WINNIPEG, Nov. 11, 2013 /CNW/ - Exchange Income Corporation (TSX: EIF) ("Exchange" or the "Corporation"), a diversified, acquisition-oriented company focused on the transportation and industrial manufacturing sectors, reported its financial results for the three and nine month periods ended September 30, 2013. All amounts are stated in thousands of Canadian dollars, except per share data, unless otherwise stated.
"We are disappointed with our third quarter results, which although consistent with our EBITDA guidance, were below our expectations," said Mike Pyle, President and CEO of Exchange Income Corporation. "Our Q3 performance largely reflects the challenges that WesTower US is facing due to its continued massive growth in the United States. To keep pace with growing market demand and existing customer commitments, we experienced higher costs and inefficiencies that eroded margins and profitability. We are focused on developing the right organizational structure and management tools to support WesTower's growth and expect margins to improve in the periods ahead."
Mr. Pyle added, "Despite these short-term pressures, we remain confident in our business model and our prospects over the long-term. Given our strong balance sheet and dependable cash flows, we are also confident in our ability to sustain monthly dividends."
Q3 2013 Highlights
- Consolidated revenue was $267.3 million, up 21%
- Manufacturing segment generated revenue of $184.5 million, up 25%
- WesTower's US operations incurred an $11 million expense in the third quarter as a result of the net effect of changes to estimates for revenue and costs associated with its projects and this was entirely recorded in Q3 2013
- Consistent with guidance provided in our press on October 7, 2013, consolidated EBITDA was $15.6 million
- Invested $19.0 million in growth capital expenditures aimed at positioning the Corporation for future growth opportunities
Subsequent to quarter end
- Mike Jarvis, who has overseen WesTower since it was acquired by Exchange, as well as for many years as a private company, has announced his retirement. The Corporation thanks him for his dedication to WesTower and his vision and leadership in bringing the company to this new level.
- Steven Pickett will be joining WesTower as its new CEO. Mr. Pickett has a proven track record as a CEO in the telecommunications field. Mr. Pickett comes to WesTower with over 27 years of experience in the telecommunications industry. For a number of those years he has held a multitude of senior executive roles for Alcatel-Lucent. Most recently he has held the position of CEO for a network equipment solutions company which also provides network services globally. We look forward to his leadership of WesTower as we look to improve our current profitability and diversify our customer base.

■ Provided data
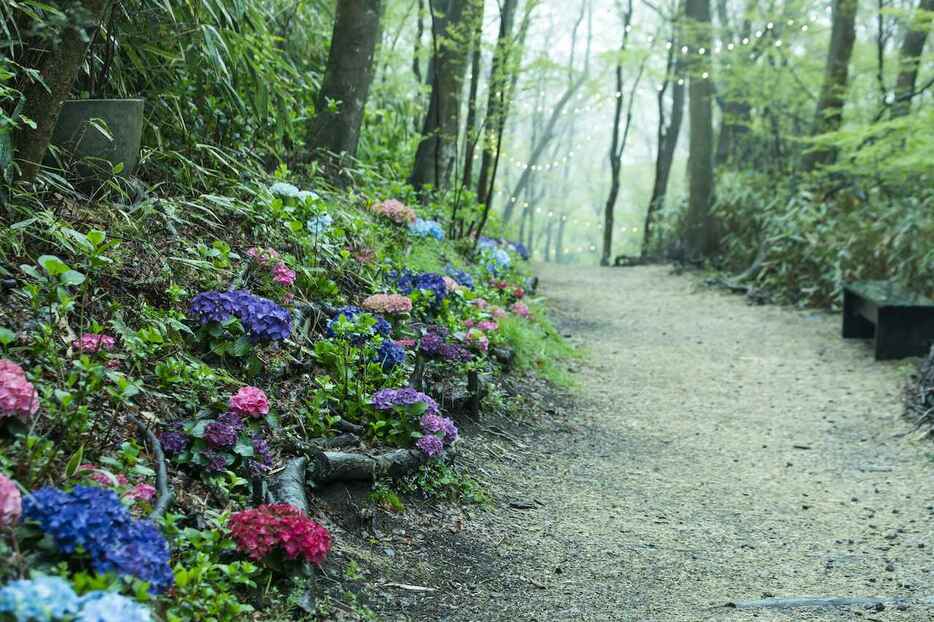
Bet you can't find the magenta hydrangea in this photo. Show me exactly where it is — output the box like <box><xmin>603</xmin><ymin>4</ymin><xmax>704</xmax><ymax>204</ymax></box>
<box><xmin>0</xmin><ymin>359</ymin><xmax>39</xmax><ymax>419</ymax></box>
<box><xmin>71</xmin><ymin>333</ymin><xmax>117</xmax><ymax>354</ymax></box>
<box><xmin>229</xmin><ymin>387</ymin><xmax>269</xmax><ymax>419</ymax></box>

■ What the exercise asks
Carry on the Exchange Income Corporation Q3 2013 results release from its last sentence. The data that appears here was taken from a separate source.

■ Final answer
Selected Third Quarter Financial Highlights
|All amounts in thousands except % and share data||Q3 2013||Q3 2012||Change|
|Net Earnings (Loss)||($205)||$9,972||-102%|
|Adjusted Net Earnings2||$132||$11,610||-99%|
|Earnings per Share3 (basic)||($0.01)||$0.49||-102%|
|Adjusted Earnings per Share (basic)||$0.01||$0.57||-98%|
"We invested $19.0 million in growth capital expenditures in Q3," said Adam Terwin, Chief Financial Officer of the Corporation. "The investments are designed to position the company for long-term growth opportunities. The bulk of the Q3 growth capital expenditures, or $9.2 million, was allocated to support Regional One's expansion. We are excited by the future prospects of this unique business, especially Regional One's ability to further grow the business with the access to capital that Exchange provides to them."
Selected Year-to-date Financial Results
|All amounts in thousands except % and share data||FY2013||FY2012||Change|
|Adjusted Net Earnings4||$9,366||$21,240||-56%|
|Earnings per Share (basic)||$0.33||$0.94||-65%|
|Adjusted Net Earnings per Share (basic)||$0.44||$1.07||-59%|
Review of Financial Results
Consolidated revenue for Q3 2013 was $267.3 million, up 21% from $220.8 million for the corresponding period in 2012. The revenue increase was driven largely by the organic growth of WesTower and the addition of Regional One to the Corporation's list of operating subsidiaries, effective April 2013. On a year-to-date basis, consolidated revenue for FY2013 was $762.6 million, up 34% from $569.1 million for FY2012.
Exchange generates revenue from its Aviation and Manufacturing segments, each of which is comprised of subsidiaries operating in niche markets and generating defensible cash flows.
On a segmented basis, the Aviation segment generated revenue in Q3 2013 of $82.8 million, up 13% from $73.5 million for the corresponding period of last year. The growth was due to the acquisition of Regional One and increased demand for the Corporation's medevac and cargo services in select markets in northern Manitoba and Nunavut. The growth was off-set, however, by a number of contributing factors, including increased competitive pressures faced by Bearskin Airlines in certain markets in eastern Canada as well as a decline in demand for charter services due to unfavorable market conditions in the mining sector and lower fire evacuation work. In Q3 2013, the Aviation segment generated 31% of Exchange's consolidated revenue. This compares to 33% of the consolidated revenue for Q3 2012.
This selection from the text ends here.